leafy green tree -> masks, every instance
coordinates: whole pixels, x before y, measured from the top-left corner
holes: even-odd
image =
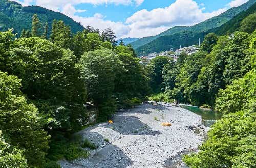
[[[7,71],[10,47],[15,38],[12,32],[12,29],[6,32],[0,32],[0,71],[3,72]]]
[[[49,29],[48,22],[47,22],[46,23],[46,25],[45,25],[44,35],[42,35],[43,38],[46,39],[47,39],[47,36],[48,34],[48,29]]]
[[[22,91],[52,119],[49,131],[68,132],[85,122],[86,88],[72,51],[30,38],[15,41],[10,54],[8,72],[22,79]]]
[[[27,31],[26,31],[25,37],[27,37],[27,38],[31,37],[32,37],[32,34],[30,33],[30,31],[29,30],[27,30]]]
[[[216,109],[224,114],[208,132],[208,140],[197,154],[184,161],[191,167],[254,167],[256,166],[256,72],[221,90]],[[210,157],[209,157],[210,156]]]
[[[244,35],[236,35],[241,37]],[[232,41],[229,47],[234,43],[241,44],[239,37],[233,38],[233,40],[236,40]],[[252,61],[249,62],[251,70],[243,77],[233,80],[225,89],[220,90],[215,109],[226,115],[212,126],[208,132],[208,139],[200,148],[200,151],[184,157],[184,161],[191,167],[256,166],[254,38],[252,38],[247,49]],[[232,50],[232,47],[229,48]],[[230,53],[233,54],[231,52]]]
[[[121,40],[119,43],[119,45],[124,45],[124,43],[123,42],[123,40]]]
[[[256,13],[250,14],[241,23],[240,30],[243,32],[251,33],[256,29]]]
[[[113,45],[115,45],[116,36],[111,28],[109,27],[102,31],[101,37],[103,41],[109,41]]]
[[[13,149],[7,144],[2,137],[2,131],[0,130],[0,167],[27,167],[27,160],[23,152],[24,151]]]
[[[89,100],[98,107],[100,118],[106,120],[116,110],[115,80],[122,63],[113,51],[102,49],[85,53],[80,64]]]
[[[170,59],[164,56],[158,56],[153,59],[147,66],[148,75],[150,78],[150,86],[153,92],[159,93],[163,87],[163,69],[165,65],[169,64]]]
[[[186,53],[181,53],[175,64],[173,61],[171,62],[170,64],[166,65],[163,69],[163,85],[164,85],[167,95],[169,99],[174,99],[182,102],[186,100],[182,91],[177,88],[176,78],[180,73],[187,57]]]
[[[41,31],[41,23],[40,22],[37,14],[33,15],[31,34],[32,37],[40,37]]]
[[[193,84],[197,82],[201,68],[204,65],[206,54],[200,51],[187,57],[175,79],[175,85],[180,90],[183,91],[185,98],[187,100],[186,102],[190,102],[194,105],[199,104],[195,102],[194,99],[198,95],[193,94]]]
[[[251,55],[247,52],[249,41],[248,34],[241,32],[219,38],[211,52],[206,57],[205,62],[208,63],[202,68],[194,86],[195,93],[192,94],[200,95],[197,103],[214,106],[219,90],[248,72],[250,67],[247,63]]]
[[[204,40],[202,44],[201,48],[202,50],[210,53],[212,48],[216,44],[218,37],[214,33],[211,33],[204,37]]]
[[[62,48],[72,49],[73,44],[70,27],[62,20],[54,20],[51,41]]]
[[[20,38],[25,38],[26,37],[26,31],[25,29],[22,30],[22,34],[20,35]]]
[[[35,106],[28,103],[20,87],[20,80],[0,71],[0,128],[12,145],[25,149],[29,165],[40,166],[45,161],[49,137],[42,129],[44,120]]]
[[[115,95],[119,101],[137,97],[143,99],[148,94],[148,80],[144,75],[139,59],[134,57],[134,50],[119,45],[115,48],[119,59],[123,63],[124,69],[118,72],[115,80]]]

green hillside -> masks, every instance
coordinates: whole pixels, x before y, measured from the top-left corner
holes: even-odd
[[[70,25],[73,33],[83,29],[80,23],[59,12],[35,6],[23,7],[14,2],[0,0],[0,31],[5,31],[12,27],[14,33],[20,34],[23,29],[30,30],[32,17],[34,14],[37,14],[42,24],[48,22],[49,27],[51,27],[53,19],[56,19],[62,20]]]
[[[123,39],[120,39],[117,40],[117,44],[119,44],[119,43],[121,42],[121,40],[123,41],[123,43],[124,43],[125,45],[128,45],[130,43],[131,43],[136,40],[138,40],[139,39],[137,38],[131,38],[131,37],[128,37],[128,38],[125,38]]]
[[[134,48],[137,48],[142,45],[150,43],[151,41],[157,39],[158,37],[163,36],[173,35],[175,33],[185,31],[187,30],[187,28],[188,27],[187,26],[175,26],[156,36],[145,37],[139,39],[139,40],[131,43],[131,44],[133,46]]]
[[[210,32],[214,32],[219,35],[230,34],[238,30],[241,21],[249,15],[256,12],[256,3],[245,11],[243,11],[233,17],[226,23],[215,29]]]
[[[243,4],[243,5],[241,5],[238,7],[237,8],[232,8],[225,12],[224,12],[223,13],[221,14],[221,15],[219,16],[217,16],[215,17],[214,17],[211,18],[210,18],[208,20],[206,20],[203,22],[202,22],[200,23],[197,24],[196,25],[194,25],[193,26],[176,26],[174,27],[173,28],[171,28],[162,33],[160,33],[159,35],[155,36],[151,36],[151,37],[144,37],[141,39],[140,39],[138,40],[137,41],[132,43],[131,44],[134,47],[134,48],[136,49],[137,52],[141,52],[142,50],[150,50],[150,51],[153,51],[154,52],[158,52],[158,51],[161,51],[161,50],[154,50],[152,49],[148,50],[147,48],[147,46],[151,45],[150,44],[148,44],[150,43],[151,42],[153,41],[153,40],[159,40],[159,39],[157,40],[157,38],[159,38],[160,37],[163,36],[169,36],[173,35],[176,33],[179,33],[182,32],[182,34],[185,33],[185,34],[188,34],[188,35],[187,36],[189,36],[189,34],[190,33],[194,33],[195,34],[195,35],[191,35],[193,37],[195,37],[196,36],[196,34],[198,33],[201,33],[203,32],[207,32],[207,31],[211,30],[211,29],[214,29],[216,27],[219,27],[224,24],[225,23],[227,22],[230,19],[231,19],[233,17],[234,17],[235,16],[239,14],[242,11],[245,11],[247,9],[248,9],[249,8],[250,8],[252,5],[253,5],[256,2],[256,0],[250,0],[247,3]],[[179,29],[177,29],[177,27],[178,27]],[[177,37],[178,36],[178,35],[175,35],[174,37]],[[173,38],[173,37],[170,37],[170,38]],[[164,38],[166,39],[166,38]],[[182,41],[181,40],[181,41]],[[159,42],[155,42],[155,43],[159,43]],[[193,44],[195,43],[192,43]],[[179,44],[176,45],[176,44],[174,44],[173,45],[174,45],[174,46],[180,46],[180,45],[185,45],[185,44],[182,44],[180,43]],[[144,46],[143,46],[144,45]],[[169,46],[168,48],[169,48],[170,47],[172,47],[173,48],[173,46],[170,46],[169,45]],[[163,48],[163,47],[158,47],[156,46],[156,47],[159,48],[164,48],[165,49],[166,48]],[[174,47],[175,48],[175,47]]]
[[[245,17],[256,11],[255,2],[255,0],[251,0],[247,3],[237,7],[233,8],[227,11],[226,12],[222,14],[221,15],[215,17],[211,19],[207,20],[202,23],[196,24],[194,26],[189,27],[187,30],[176,33],[170,36],[164,36],[160,37],[151,42],[146,44],[136,49],[137,53],[144,52],[144,53],[152,53],[154,52],[159,52],[168,49],[170,48],[177,49],[180,47],[187,46],[194,44],[198,44],[199,39],[200,38],[201,41],[203,40],[204,36],[206,34],[215,32],[218,35],[223,35],[230,32],[233,32],[234,30],[240,27],[241,21]],[[225,21],[226,23],[222,23],[222,26],[216,26],[215,28],[208,29],[209,27],[212,27],[213,25],[209,26],[209,20],[217,20],[217,18],[220,18],[221,16],[223,18],[222,22],[224,22],[225,18],[224,16],[230,16],[231,13],[237,13],[237,11],[241,11],[242,9],[245,10],[245,11],[242,11],[239,13],[237,16],[234,17],[229,21]],[[215,18],[215,19],[214,19]],[[214,21],[216,22],[216,21]],[[205,30],[203,31],[205,25]],[[198,29],[196,29],[198,27]],[[208,30],[207,30],[208,29]]]

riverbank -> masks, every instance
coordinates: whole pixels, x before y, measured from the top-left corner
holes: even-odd
[[[61,167],[186,167],[179,156],[196,150],[208,129],[200,116],[164,104],[119,111],[113,121],[78,132],[97,148],[88,159],[60,161]],[[163,122],[172,126],[161,126]]]

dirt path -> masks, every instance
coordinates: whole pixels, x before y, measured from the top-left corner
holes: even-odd
[[[113,120],[78,132],[98,148],[87,159],[60,161],[61,167],[186,167],[181,152],[197,149],[207,129],[200,116],[165,105],[140,105],[119,111]],[[162,122],[172,126],[162,127]]]

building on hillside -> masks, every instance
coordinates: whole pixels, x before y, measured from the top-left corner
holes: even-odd
[[[159,56],[167,56],[167,53],[166,51],[161,52],[159,53]]]
[[[141,61],[140,62],[140,64],[141,65],[146,65],[148,64],[150,62],[150,60],[148,57],[142,57],[141,58]]]
[[[154,52],[154,53],[150,53],[148,54],[148,59],[150,60],[151,60],[155,58],[156,57],[157,57],[157,55],[158,55],[158,54],[157,54],[157,53],[156,53],[156,52]]]
[[[176,55],[180,55],[181,53],[184,52],[188,55],[190,55],[194,53],[197,52],[199,50],[199,48],[196,47],[195,45],[192,45],[187,47],[183,47],[178,49],[175,51],[175,54]]]

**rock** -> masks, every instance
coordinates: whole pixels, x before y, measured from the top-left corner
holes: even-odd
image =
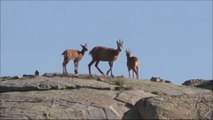
[[[152,77],[151,78],[151,81],[153,81],[153,82],[161,82],[161,78],[160,77]]]
[[[35,73],[34,73],[34,75],[35,75],[35,76],[39,76],[39,71],[36,70]]]
[[[3,76],[3,77],[0,77],[0,81],[15,80],[15,79],[19,79],[19,77],[18,76]]]
[[[195,87],[209,89],[209,90],[213,91],[213,80],[209,80],[207,82],[200,83],[200,84],[196,85]]]
[[[191,79],[185,81],[182,85],[213,90],[213,80]]]
[[[0,77],[0,119],[212,118],[210,90],[119,77],[101,76],[104,80],[97,81],[98,77]]]
[[[149,97],[138,101],[136,107],[143,119],[204,119],[213,108],[213,96],[209,92]]]
[[[186,86],[196,86],[199,85],[201,83],[207,82],[207,80],[203,80],[203,79],[190,79],[185,81],[182,85],[186,85]]]
[[[162,82],[162,83],[172,83],[171,81],[169,81],[169,80],[164,80],[164,79],[162,79],[162,78],[160,78],[160,77],[152,77],[151,78],[151,81],[153,81],[153,82]]]
[[[105,81],[105,79],[102,78],[102,77],[98,77],[98,78],[97,78],[97,81]]]

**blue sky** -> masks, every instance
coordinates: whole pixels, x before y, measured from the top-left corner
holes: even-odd
[[[131,49],[142,79],[212,79],[212,1],[1,1],[1,76],[62,72],[65,49],[116,48],[119,39],[124,50],[114,75],[128,76],[125,49]],[[72,61],[67,67],[73,73]],[[109,66],[99,67],[106,73]],[[94,66],[92,73],[100,74]]]

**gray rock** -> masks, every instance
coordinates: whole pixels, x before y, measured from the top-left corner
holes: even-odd
[[[102,77],[48,73],[1,80],[0,119],[178,119],[185,113],[186,118],[212,118],[210,90]],[[115,85],[116,80],[122,81]]]
[[[205,93],[150,97],[138,101],[136,107],[143,119],[204,119],[212,111],[213,96]]]

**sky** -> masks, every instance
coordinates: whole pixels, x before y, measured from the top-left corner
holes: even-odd
[[[1,1],[1,76],[62,73],[65,49],[124,48],[113,74],[128,77],[125,50],[140,59],[140,78],[174,84],[212,79],[212,1]],[[79,64],[88,74],[89,51]],[[100,62],[104,73],[107,62]],[[73,61],[67,66],[74,73]],[[95,66],[92,73],[100,75]]]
----------
What is asked —
From the records above, copy each line that contains the word "green". The match is case-sensitive.

Full response —
leafy green tree -> masks, every instance
green hillside -> masks, every instance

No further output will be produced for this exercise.